_The exercise_
Can you rewrite the data below as a numbered list, one line per item with blank lines dropped? Leave the pictures out of your answer.

_Excerpted records_

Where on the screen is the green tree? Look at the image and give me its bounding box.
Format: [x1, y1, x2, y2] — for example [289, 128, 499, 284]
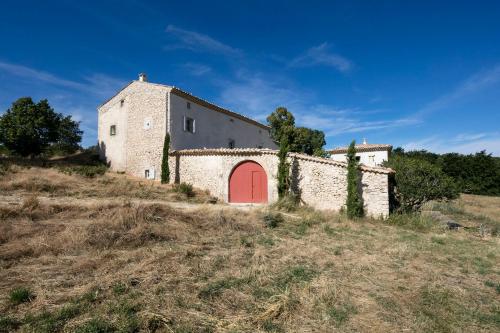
[0, 97, 82, 156]
[346, 140, 364, 219]
[267, 106, 295, 144]
[386, 156, 458, 212]
[267, 107, 326, 157]
[161, 133, 170, 184]
[278, 127, 293, 199]
[290, 127, 326, 157]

_Reply_
1. Where on the screen is the green tree? Look at the image and give me its bounding box.
2. Format: [x1, y1, x2, y2] — for example [289, 128, 499, 284]
3. [0, 97, 82, 156]
4. [346, 140, 364, 219]
5. [267, 106, 295, 144]
6. [386, 156, 458, 212]
7. [267, 107, 326, 157]
8. [161, 133, 170, 184]
9. [278, 127, 293, 199]
10. [290, 127, 326, 157]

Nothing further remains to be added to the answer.